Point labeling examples

--

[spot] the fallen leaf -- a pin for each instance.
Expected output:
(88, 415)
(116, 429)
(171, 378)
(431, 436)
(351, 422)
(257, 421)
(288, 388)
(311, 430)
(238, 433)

--

_DIRECTIVE_.
Format every line of the data above as a Markdown table with two columns, Row and Data line. Number the rows in order and leave out any blank lines.

_THE SOLUTION_.
| Row | Data line |
|---|---|
| 1 | [spot] the fallen leaf -- a pin for each instance. |
| 2 | Expected output: |
| 3 | (88, 415) |
| 4 | (116, 429) |
| 5 | (171, 378) |
| 6 | (431, 436) |
| 7 | (351, 422) |
| 8 | (257, 421) |
| 9 | (288, 388) |
| 10 | (311, 430) |
| 11 | (238, 433) |